** Start of INPUT MATERIAL **

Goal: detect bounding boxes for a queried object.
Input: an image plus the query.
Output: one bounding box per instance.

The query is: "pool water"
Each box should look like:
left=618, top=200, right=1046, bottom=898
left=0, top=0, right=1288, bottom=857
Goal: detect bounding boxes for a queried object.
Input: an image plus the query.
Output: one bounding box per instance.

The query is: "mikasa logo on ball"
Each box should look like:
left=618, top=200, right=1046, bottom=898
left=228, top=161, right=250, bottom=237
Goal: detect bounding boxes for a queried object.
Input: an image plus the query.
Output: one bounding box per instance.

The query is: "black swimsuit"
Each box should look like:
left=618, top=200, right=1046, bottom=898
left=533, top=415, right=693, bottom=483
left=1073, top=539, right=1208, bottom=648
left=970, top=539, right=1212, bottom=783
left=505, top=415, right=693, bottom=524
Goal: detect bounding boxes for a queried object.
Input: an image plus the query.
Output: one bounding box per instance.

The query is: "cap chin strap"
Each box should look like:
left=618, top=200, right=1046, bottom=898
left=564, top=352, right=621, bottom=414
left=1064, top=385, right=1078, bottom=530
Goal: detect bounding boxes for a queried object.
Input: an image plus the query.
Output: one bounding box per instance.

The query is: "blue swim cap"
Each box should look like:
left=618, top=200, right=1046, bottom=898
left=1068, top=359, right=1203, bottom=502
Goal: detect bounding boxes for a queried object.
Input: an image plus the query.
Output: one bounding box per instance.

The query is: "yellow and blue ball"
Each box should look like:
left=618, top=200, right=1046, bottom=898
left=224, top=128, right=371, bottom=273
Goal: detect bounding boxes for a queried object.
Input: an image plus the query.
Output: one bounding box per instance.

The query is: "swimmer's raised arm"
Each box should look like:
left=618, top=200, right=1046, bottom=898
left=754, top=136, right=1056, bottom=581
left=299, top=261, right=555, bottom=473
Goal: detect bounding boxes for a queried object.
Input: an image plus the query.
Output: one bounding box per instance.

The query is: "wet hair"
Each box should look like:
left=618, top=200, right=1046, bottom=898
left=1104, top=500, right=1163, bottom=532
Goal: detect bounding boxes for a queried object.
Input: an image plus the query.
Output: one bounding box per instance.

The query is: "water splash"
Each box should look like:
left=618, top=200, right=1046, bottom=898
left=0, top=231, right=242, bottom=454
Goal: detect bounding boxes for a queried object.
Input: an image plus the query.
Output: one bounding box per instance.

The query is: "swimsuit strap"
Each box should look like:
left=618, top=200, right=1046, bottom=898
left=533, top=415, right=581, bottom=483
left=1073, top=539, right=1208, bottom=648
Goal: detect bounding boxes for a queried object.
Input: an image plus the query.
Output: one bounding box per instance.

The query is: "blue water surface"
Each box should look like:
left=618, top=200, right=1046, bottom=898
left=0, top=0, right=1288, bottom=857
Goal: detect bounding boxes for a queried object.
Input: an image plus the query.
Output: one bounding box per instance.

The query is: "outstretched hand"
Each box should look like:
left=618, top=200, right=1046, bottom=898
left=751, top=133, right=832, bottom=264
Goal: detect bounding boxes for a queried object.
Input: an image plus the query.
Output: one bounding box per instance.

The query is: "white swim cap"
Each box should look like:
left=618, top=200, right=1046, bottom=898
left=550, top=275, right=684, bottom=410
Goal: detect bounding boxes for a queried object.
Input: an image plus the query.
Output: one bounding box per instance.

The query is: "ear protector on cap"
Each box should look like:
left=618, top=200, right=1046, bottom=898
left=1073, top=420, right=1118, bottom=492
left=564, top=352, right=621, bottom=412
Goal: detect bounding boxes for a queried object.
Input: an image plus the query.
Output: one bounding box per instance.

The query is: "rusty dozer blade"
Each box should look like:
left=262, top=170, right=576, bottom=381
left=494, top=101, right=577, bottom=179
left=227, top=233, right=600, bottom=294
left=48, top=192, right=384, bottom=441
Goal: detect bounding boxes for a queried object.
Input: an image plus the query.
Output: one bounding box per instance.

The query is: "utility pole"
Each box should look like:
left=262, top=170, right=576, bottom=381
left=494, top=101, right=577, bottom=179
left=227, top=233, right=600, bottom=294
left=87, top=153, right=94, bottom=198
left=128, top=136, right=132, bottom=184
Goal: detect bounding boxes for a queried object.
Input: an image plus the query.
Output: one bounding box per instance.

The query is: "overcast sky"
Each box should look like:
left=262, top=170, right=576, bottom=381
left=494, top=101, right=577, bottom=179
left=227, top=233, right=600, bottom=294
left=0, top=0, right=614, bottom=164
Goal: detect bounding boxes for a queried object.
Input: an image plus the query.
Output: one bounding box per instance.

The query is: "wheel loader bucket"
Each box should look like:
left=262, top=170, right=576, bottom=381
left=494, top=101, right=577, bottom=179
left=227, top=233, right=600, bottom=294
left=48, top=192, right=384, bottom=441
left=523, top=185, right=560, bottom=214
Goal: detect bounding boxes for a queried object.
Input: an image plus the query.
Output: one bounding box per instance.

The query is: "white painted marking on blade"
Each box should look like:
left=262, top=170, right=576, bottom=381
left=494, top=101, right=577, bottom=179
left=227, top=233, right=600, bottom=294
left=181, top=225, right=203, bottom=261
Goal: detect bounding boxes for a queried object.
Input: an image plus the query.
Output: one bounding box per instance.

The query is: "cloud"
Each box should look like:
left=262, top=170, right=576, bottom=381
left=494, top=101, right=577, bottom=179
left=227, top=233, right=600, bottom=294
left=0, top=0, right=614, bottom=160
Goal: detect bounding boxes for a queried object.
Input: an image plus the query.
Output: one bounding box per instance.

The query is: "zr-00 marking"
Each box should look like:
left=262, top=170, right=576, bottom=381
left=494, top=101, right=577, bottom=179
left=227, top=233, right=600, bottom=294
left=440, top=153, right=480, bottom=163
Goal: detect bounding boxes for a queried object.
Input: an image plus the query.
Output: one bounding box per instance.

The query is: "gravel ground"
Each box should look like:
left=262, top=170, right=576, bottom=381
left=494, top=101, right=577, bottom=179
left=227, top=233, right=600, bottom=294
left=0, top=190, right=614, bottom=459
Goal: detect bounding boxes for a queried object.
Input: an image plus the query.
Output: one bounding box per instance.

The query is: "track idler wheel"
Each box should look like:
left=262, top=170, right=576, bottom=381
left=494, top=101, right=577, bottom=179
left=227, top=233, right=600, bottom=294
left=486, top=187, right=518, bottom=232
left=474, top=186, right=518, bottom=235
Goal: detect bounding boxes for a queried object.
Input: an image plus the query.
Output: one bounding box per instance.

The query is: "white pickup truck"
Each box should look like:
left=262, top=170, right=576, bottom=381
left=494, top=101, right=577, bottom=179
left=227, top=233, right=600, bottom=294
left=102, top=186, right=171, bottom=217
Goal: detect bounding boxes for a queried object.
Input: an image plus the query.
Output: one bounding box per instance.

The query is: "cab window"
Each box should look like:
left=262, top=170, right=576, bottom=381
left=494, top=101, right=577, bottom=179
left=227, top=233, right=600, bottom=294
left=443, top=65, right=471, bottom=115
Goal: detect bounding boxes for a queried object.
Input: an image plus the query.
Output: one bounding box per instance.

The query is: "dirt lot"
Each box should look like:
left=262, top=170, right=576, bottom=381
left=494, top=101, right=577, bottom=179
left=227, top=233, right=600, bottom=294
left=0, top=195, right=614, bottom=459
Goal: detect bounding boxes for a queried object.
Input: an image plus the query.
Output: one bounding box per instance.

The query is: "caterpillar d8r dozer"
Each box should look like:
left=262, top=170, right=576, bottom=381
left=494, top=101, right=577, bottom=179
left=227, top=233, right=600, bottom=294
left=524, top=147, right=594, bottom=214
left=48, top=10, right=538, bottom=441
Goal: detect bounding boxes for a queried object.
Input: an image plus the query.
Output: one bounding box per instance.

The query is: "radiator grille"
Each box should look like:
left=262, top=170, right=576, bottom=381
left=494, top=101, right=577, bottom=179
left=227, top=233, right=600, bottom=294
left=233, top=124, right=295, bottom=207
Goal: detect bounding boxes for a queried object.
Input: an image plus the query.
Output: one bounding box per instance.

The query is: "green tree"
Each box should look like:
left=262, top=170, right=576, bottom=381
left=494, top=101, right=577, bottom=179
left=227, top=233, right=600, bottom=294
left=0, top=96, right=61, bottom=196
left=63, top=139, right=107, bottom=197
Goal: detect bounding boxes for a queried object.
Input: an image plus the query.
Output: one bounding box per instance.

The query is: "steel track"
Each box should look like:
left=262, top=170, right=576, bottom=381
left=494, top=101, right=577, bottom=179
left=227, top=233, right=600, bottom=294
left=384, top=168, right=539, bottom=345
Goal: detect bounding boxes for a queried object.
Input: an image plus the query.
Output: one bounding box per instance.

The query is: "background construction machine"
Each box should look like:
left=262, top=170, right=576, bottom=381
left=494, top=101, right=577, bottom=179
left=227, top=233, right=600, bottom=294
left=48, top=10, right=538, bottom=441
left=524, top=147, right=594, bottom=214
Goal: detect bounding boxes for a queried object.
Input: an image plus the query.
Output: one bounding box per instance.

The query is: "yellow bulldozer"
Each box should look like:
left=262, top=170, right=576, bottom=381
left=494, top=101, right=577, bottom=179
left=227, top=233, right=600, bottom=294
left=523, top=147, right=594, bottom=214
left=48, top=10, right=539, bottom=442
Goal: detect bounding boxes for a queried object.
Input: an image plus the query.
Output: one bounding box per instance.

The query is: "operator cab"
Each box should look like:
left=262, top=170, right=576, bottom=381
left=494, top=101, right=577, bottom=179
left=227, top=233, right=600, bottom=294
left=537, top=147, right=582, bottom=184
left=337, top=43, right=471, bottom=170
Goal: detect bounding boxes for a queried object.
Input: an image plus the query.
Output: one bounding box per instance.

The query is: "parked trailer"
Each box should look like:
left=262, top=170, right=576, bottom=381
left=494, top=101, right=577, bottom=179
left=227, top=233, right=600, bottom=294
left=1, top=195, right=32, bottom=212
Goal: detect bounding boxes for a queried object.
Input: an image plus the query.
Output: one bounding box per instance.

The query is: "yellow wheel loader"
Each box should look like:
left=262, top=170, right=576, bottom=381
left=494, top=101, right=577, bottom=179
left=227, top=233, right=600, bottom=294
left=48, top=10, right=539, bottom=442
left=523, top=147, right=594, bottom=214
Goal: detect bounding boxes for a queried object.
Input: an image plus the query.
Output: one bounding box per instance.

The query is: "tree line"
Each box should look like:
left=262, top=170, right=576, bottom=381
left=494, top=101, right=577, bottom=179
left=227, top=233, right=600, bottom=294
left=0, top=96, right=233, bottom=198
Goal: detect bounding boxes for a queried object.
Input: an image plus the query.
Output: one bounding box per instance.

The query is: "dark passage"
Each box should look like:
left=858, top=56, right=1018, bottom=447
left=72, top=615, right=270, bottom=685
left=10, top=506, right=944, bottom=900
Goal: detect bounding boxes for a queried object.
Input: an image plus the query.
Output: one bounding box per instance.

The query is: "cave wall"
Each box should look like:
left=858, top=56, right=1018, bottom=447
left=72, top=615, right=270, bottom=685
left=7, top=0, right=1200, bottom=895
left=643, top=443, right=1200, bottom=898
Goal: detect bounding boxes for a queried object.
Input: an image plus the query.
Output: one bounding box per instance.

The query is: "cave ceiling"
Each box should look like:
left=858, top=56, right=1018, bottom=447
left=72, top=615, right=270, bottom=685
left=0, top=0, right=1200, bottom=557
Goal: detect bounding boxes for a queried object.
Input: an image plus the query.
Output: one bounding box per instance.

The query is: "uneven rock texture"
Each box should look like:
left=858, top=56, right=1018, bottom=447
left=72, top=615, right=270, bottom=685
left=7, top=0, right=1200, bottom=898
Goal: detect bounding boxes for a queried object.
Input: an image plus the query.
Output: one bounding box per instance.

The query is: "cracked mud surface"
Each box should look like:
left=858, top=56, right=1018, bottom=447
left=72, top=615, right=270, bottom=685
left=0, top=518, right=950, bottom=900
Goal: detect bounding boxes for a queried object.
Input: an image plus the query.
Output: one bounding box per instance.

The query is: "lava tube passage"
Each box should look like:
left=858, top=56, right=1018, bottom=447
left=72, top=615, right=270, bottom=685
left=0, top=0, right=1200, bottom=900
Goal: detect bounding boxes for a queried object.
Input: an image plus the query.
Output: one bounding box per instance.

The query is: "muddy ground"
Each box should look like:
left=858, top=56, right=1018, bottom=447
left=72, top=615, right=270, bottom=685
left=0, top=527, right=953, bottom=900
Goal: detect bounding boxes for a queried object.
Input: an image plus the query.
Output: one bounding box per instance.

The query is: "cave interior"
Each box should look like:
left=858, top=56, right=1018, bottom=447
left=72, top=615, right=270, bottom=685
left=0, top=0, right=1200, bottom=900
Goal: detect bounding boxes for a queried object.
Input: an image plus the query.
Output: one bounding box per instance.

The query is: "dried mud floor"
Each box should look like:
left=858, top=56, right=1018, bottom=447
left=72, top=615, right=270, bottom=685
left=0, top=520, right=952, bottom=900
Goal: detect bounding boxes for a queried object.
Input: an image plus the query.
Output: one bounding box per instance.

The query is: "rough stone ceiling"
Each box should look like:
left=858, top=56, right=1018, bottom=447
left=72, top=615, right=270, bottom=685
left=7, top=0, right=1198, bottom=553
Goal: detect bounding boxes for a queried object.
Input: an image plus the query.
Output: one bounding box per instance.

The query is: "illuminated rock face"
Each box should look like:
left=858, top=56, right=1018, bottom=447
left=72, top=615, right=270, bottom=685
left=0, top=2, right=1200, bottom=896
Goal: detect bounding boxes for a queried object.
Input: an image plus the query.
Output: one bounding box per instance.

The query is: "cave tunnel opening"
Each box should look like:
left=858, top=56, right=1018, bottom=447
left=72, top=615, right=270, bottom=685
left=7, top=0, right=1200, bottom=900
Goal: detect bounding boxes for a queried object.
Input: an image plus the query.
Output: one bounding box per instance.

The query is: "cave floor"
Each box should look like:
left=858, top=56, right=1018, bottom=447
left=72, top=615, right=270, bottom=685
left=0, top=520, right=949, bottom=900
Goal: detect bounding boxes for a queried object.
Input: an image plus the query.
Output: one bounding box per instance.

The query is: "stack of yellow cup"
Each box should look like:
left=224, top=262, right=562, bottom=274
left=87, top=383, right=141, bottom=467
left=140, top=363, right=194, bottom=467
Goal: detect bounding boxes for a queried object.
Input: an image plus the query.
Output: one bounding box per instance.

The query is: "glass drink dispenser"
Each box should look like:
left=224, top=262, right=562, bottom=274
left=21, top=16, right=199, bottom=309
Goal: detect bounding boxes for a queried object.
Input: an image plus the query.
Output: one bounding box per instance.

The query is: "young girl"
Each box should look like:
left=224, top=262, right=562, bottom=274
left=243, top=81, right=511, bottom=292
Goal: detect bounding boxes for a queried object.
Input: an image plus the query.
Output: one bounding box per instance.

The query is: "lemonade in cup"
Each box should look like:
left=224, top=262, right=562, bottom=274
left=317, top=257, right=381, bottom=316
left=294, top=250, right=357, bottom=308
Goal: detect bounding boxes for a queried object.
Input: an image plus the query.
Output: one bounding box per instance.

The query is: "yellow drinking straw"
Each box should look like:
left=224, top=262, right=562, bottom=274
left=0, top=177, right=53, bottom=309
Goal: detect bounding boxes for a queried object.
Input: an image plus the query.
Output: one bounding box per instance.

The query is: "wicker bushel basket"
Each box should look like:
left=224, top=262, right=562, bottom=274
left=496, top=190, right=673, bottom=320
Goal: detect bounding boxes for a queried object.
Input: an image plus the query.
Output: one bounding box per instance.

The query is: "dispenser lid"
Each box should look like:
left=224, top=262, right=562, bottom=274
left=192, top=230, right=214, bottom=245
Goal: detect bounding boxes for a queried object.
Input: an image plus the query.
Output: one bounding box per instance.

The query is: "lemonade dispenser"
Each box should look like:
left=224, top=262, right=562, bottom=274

** End of INPUT MATERIAL **

§ GOAL OF THE EXERCISE
Convert the lines from the beginning of the data up to and including the line that contains "left=228, top=161, right=250, bottom=237" into a numbered list, omitting any blank lines.

§ EXERCISE SOLUTION
1. Goal: detect bounding boxes for a queried object.
2. Input: an image plus the query.
3. Output: one bounding box per instance.
4. The query is: "pool water"
5. Each box should look like:
6. left=618, top=200, right=1046, bottom=898
7. left=0, top=0, right=1288, bottom=857
8. Goal: detect bounding boxes for a queried object.
9. Input: an image plus the query.
10. Output: one bounding box per instance.
11. The query is: "mikasa logo on ball"
12. Each box should look like:
13. left=618, top=200, right=1046, bottom=898
14. left=228, top=161, right=250, bottom=237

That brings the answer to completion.